Bloco de texto
Por Cleidiana Ramos
Em 1963, a
redação de A TARDE recebeu a visita de Antônio dos Santos, descrito como baixo,
magro e aparentando 50 anos, em reportagem publicada na edição de 14 de março
daquele ano. O visitante era o ex-cangaceiro conhecido como Volta Seca no bando
liderado por Virgulino Ferreira da Silva, o famoso Lampião. Volta Seca foi
admitido no grupo, segundo afirmou, quando tinha 11 anos. Aos 14 foi condenado
a mais de cem anos de prisão que depois foram reduzidos para 30 anos. Foi
levado, mesmo sendo menor, para a Penitenciária do Estado. Ficou preso por 20
anos, pois, em 1951, o presidente Getúlio Vargas assinou o seu indulto. Em
liberdade, Volta Seca continuou a fascinar as mídias.
“– Vim fazer
uma visita a A TARDE para mostrar que não sou aquilo que inimigos afirmavam a
meu respeito e que mudei muito de vida sendo agora um brasileiro digno e
trabalhador, pai de numerosa família” (A TARDE 14/3/1963, p. 4).

Entradas da tarefa

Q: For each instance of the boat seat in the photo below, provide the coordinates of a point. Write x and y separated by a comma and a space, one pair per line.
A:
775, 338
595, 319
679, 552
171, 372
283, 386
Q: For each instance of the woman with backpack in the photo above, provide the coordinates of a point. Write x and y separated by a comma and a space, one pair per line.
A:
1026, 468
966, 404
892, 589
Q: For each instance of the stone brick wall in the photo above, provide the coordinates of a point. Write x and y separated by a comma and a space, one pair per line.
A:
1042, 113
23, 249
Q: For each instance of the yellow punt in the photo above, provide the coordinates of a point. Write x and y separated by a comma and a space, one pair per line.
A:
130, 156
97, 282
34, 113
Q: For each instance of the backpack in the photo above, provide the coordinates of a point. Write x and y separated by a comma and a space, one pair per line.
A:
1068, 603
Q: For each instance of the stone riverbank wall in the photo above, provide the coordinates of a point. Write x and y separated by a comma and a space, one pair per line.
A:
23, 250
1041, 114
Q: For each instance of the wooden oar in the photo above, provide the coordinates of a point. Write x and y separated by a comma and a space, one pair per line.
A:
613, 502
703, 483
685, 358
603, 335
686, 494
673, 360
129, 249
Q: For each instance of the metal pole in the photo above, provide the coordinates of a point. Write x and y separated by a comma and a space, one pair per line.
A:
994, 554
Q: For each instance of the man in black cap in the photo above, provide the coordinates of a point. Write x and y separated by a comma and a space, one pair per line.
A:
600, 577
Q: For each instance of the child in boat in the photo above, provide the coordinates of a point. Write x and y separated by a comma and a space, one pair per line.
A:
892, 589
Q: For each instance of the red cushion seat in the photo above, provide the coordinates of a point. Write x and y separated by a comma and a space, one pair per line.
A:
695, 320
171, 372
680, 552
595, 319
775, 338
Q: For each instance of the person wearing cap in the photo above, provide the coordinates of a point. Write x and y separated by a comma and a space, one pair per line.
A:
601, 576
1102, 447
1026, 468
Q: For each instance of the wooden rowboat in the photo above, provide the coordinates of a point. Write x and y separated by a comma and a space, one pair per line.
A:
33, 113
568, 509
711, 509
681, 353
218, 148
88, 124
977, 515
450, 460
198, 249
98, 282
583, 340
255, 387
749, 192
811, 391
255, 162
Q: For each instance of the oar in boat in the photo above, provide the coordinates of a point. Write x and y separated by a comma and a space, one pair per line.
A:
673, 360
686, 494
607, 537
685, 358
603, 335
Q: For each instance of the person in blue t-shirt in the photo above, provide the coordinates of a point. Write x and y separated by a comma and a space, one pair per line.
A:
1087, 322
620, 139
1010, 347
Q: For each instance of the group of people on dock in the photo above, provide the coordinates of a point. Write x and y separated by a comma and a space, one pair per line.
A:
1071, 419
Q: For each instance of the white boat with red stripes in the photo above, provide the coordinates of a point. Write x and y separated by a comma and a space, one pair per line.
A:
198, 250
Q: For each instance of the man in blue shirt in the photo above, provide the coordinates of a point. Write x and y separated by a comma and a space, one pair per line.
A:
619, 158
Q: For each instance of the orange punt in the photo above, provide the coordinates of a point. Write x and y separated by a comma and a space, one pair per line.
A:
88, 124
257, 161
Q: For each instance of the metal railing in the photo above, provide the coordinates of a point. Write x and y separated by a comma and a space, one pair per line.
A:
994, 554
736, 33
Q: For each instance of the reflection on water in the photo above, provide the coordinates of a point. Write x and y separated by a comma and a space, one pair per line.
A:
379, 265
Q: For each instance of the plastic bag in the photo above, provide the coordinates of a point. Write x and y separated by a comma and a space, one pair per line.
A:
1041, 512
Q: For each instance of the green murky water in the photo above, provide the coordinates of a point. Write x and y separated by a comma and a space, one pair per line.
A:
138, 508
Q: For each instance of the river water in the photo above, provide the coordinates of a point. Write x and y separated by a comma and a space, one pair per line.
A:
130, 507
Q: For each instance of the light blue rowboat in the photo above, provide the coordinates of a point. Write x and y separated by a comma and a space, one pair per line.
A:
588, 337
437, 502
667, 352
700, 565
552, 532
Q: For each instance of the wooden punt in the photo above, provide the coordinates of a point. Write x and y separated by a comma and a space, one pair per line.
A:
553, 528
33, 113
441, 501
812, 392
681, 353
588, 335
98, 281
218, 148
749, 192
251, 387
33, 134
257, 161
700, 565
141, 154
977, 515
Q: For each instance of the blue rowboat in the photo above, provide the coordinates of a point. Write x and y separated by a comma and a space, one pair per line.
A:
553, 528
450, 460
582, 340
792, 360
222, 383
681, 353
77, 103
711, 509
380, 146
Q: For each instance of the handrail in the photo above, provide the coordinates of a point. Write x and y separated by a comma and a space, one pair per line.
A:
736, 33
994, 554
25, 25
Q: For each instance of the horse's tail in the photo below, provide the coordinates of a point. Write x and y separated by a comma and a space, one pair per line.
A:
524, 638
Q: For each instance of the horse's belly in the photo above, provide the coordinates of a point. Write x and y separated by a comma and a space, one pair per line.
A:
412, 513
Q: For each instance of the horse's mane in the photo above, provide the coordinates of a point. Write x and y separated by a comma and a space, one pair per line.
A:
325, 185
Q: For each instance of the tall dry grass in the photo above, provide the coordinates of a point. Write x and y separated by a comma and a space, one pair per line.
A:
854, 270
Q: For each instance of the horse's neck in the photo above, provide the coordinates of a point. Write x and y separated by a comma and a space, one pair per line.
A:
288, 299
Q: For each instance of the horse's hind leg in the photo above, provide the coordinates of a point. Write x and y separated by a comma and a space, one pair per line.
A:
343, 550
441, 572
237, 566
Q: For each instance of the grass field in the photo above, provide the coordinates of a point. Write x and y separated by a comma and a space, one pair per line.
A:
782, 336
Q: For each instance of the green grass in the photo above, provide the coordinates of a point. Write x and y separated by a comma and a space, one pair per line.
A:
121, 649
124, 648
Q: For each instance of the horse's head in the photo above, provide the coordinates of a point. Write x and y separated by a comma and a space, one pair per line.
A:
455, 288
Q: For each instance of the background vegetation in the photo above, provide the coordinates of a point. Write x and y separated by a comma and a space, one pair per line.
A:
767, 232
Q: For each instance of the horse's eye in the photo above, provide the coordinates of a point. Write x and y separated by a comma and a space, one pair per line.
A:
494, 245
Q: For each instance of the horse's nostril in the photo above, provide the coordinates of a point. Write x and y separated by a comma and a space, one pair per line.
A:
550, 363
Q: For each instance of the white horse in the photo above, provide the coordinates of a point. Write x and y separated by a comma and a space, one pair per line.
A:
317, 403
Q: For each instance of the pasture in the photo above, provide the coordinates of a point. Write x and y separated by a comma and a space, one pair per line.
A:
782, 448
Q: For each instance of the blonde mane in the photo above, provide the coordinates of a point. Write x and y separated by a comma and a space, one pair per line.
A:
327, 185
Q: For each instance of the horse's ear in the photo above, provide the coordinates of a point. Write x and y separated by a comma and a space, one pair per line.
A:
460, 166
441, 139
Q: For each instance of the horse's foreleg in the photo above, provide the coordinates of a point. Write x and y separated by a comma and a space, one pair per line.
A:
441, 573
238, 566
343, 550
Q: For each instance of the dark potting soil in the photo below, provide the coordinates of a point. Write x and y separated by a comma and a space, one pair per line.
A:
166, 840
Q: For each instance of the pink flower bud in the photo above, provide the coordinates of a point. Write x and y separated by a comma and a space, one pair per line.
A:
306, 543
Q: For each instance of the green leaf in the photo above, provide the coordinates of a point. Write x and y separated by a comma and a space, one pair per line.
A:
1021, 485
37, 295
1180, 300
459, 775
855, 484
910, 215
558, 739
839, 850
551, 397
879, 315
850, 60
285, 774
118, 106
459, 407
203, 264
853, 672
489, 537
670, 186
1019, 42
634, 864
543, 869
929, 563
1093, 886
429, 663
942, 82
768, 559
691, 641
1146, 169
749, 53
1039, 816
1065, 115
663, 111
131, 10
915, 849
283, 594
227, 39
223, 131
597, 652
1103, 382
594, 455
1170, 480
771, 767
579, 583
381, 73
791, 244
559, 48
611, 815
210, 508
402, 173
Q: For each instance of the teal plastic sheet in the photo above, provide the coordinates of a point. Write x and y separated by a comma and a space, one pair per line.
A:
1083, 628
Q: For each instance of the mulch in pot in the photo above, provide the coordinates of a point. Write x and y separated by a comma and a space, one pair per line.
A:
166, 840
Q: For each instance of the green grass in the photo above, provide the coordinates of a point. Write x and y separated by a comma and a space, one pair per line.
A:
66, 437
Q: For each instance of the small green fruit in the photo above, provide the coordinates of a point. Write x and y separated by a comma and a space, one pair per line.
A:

Instruções da tarefa
1. Responda com base no texto sobre Volta Seca:
(a) Em que ano Antônio dos Santos visitou a redação de A TARDE?
(b) Com quantos anos ele disse ter sido admitido no bando de Lampião?
(c) Quem assinou o indulto dele em 1951?
2. Localize nas entradas todas as linhas em que aparece a palavra "with" e copie cada uma delas. Diferencie maiúsculas de minúsculas.

Gabarito
1.
(a) Em 1963.
(b) Com 11 anos.
(c) O presidente Getúlio Vargas.

2.
Q: For each instance of the woman with backpack in the photo above, provide the coordinates of a point. Write x and y separated by a comma and a space, one pair per line.
Q: For each instance of the white boat with red stripes in the photo above, provide the coordinates of a point. Write x and y separated by a comma and a space, one pair per line.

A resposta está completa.